BEGIN RECORDS SUPPLIED

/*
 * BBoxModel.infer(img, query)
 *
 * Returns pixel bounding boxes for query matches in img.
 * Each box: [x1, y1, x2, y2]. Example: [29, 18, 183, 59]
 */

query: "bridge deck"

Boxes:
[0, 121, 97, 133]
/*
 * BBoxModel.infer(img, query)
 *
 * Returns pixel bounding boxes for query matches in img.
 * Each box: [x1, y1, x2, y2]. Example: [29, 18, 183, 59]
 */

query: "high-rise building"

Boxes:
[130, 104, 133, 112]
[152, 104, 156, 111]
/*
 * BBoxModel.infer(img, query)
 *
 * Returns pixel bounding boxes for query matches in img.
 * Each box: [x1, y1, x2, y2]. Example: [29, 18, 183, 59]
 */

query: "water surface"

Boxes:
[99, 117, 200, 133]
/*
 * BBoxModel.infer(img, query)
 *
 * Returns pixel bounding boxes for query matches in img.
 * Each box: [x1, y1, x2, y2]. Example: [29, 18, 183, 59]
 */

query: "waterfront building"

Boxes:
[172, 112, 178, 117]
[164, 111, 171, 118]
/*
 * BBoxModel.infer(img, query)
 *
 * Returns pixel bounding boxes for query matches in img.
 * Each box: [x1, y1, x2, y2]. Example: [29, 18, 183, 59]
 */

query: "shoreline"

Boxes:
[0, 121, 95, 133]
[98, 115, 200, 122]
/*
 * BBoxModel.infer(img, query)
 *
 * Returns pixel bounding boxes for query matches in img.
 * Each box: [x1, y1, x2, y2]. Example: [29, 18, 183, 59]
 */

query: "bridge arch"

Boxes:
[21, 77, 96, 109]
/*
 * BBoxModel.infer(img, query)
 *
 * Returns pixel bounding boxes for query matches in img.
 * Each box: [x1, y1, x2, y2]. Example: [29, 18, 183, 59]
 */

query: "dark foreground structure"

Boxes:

END RECORDS SUPPLIED

■ **EXERCISE BRIEF**: All the entries should be output exactly as given.

■ **EXPECTED OUTPUT**:
/*
 * BBoxModel.infer(img, query)
 *
 * Returns pixel bounding boxes for query matches in img.
 * Each box: [x1, y1, x2, y2]. Example: [29, 18, 183, 59]
 */

query: "bridge deck"

Boxes:
[0, 121, 97, 133]
/*
 * BBoxModel.infer(img, query)
 *
 * Returns pixel bounding boxes for query matches in img.
 * Each box: [x1, y1, x2, y2]. Example: [29, 18, 183, 59]
 */

query: "high-rise building"

Boxes:
[130, 104, 133, 112]
[152, 104, 156, 111]
/*
 * BBoxModel.infer(img, query)
 *
 * Returns pixel bounding boxes for query matches in img.
 * Each box: [x1, y1, x2, y2]. Example: [29, 18, 183, 59]
 */

query: "water surface"

Boxes:
[99, 117, 200, 133]
/*
 * BBoxModel.infer(img, query)
 *
 * Returns pixel bounding boxes for query matches in img.
 * Each box: [x1, y1, x2, y2]. Example: [29, 18, 183, 59]
 */

query: "waterfront building"

Boxes:
[172, 112, 178, 117]
[164, 111, 171, 118]
/*
 * BBoxModel.infer(img, query)
 *
 * Returns pixel bounding boxes for query matches in img.
 * Each box: [x1, y1, x2, y2]. Example: [29, 18, 183, 59]
 */

query: "shoreline"

Boxes:
[0, 121, 95, 133]
[98, 115, 200, 122]
/*
 * BBoxModel.infer(img, query)
 *
 * Returns pixel bounding boxes for query matches in img.
 * Each box: [x1, y1, x2, y2]. Example: [29, 18, 183, 59]
 */

query: "bridge arch"

Boxes:
[21, 77, 96, 109]
/*
 * BBoxModel.infer(img, query)
 *
 * Returns pixel bounding boxes for query matches in img.
 * Each box: [x1, y1, x2, y2]. Example: [29, 18, 183, 59]
 */

query: "dark foreground structure"

Boxes:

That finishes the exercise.